• [Assignment]: Please return the lines, both ends included, that run from the one containing "Point out the woman in white" to the last line of the data below, exactly and alone.

• [Provided data]:

········

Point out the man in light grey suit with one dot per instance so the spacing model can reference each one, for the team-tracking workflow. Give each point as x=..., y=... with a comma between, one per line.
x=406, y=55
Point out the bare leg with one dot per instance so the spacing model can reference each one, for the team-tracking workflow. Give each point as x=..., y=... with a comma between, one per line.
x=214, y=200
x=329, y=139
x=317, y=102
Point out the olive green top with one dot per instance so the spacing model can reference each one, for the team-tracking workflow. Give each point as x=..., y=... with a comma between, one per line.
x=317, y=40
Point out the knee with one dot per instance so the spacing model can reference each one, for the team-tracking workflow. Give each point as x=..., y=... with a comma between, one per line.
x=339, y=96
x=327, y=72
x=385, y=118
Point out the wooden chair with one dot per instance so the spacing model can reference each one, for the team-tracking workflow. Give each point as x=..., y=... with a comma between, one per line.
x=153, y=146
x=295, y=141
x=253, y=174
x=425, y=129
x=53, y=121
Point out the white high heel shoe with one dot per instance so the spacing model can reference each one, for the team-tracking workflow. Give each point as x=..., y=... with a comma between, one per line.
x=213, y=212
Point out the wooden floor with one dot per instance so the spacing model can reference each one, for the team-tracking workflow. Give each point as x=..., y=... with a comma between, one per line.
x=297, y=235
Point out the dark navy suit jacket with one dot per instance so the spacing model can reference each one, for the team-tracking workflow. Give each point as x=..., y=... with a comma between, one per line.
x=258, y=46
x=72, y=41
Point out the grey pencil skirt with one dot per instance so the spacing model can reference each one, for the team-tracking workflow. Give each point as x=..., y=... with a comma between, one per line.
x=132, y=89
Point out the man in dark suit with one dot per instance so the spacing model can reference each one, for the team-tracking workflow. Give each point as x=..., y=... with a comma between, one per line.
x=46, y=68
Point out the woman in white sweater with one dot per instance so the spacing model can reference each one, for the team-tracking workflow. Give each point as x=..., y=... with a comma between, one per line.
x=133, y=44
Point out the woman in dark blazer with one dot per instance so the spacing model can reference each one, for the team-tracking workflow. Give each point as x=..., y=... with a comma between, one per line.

········

• [Solution]:
Point out the woman in white sweater with one dot per instance so the spacing model can reference each one, for the team-tracking workflow. Give each point as x=..., y=... with a comma between, one per line.
x=133, y=44
Point out the woman in dark blazer with one dot per instance so the spacing model can reference each one, for the team-tracking workflow. Give each point as x=..., y=... with a comma between, one per line.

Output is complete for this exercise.